EXERCISE AIM.
Reproduce the records below verbatim, from their first line through the line containing "[(196, 457), (99, 385), (495, 410), (780, 432)]", including both of those lines.

++++++++

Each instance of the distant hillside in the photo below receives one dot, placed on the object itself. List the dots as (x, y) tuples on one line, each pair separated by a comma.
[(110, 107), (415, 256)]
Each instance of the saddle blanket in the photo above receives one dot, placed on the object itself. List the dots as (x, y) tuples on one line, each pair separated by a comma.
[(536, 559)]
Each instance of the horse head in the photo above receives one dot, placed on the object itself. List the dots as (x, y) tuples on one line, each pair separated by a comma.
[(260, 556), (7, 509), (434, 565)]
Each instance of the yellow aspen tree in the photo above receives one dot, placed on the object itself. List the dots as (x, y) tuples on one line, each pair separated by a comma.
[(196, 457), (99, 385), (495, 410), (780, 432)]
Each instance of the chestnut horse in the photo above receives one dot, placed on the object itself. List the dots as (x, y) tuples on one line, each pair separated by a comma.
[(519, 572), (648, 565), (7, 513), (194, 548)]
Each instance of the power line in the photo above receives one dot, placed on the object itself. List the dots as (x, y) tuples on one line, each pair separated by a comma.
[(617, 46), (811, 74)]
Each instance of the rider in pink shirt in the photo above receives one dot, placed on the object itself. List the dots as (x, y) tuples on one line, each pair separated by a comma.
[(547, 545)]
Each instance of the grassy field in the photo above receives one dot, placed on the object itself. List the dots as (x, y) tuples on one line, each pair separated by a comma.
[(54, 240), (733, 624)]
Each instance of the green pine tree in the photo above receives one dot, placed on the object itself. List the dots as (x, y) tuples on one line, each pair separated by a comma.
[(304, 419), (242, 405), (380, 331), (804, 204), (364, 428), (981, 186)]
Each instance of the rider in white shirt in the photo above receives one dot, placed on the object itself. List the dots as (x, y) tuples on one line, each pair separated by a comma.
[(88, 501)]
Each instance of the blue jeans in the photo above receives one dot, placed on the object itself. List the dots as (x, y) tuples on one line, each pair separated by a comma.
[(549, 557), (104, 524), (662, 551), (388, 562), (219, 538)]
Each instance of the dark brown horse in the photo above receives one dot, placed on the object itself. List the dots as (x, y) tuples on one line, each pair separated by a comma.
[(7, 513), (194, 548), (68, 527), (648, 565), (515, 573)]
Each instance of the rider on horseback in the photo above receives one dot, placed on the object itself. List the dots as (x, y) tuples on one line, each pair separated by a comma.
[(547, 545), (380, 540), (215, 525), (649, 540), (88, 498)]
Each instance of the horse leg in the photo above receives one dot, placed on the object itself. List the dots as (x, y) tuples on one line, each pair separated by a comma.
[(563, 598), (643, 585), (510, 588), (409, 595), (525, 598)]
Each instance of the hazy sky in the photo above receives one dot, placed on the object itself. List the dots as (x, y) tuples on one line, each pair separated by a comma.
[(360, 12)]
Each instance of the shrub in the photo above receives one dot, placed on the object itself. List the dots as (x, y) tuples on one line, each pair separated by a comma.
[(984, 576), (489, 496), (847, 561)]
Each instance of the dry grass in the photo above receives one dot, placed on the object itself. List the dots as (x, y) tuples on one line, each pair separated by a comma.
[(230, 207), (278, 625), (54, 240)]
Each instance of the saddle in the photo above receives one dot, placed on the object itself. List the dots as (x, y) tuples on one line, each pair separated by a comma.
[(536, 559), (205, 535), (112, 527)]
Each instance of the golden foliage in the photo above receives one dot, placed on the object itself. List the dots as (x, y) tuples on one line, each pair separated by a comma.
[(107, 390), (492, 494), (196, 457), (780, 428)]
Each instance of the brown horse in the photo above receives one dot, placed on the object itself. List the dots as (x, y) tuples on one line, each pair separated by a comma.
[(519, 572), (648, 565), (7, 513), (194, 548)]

++++++++

FINAL RESULT.
Each instance of the distant hillside in the photo below receives one dot, placed on the object itself. List the dots as (x, y) tuples on one line, each pair separated by a comma.
[(110, 107), (415, 256)]
Each instance of the saddle blanket in the photo above receives one dot, placed on the object itself. List the dots as (x, y) tuples on one line, each pair separated by a comma.
[(536, 559)]
Each instance of the horse head in the photo above receives one dot, placed on the object itself. List the dots as (x, y) tuples on one line, each pair separated by a comma.
[(260, 556), (7, 509), (434, 565)]
Each instance of the yellow aspen tree in the photo above receives one dot, placed on the object itself. List the dots as (x, y) tuples on one line, each pair separated by a comma.
[(196, 457), (99, 385), (495, 410), (780, 432)]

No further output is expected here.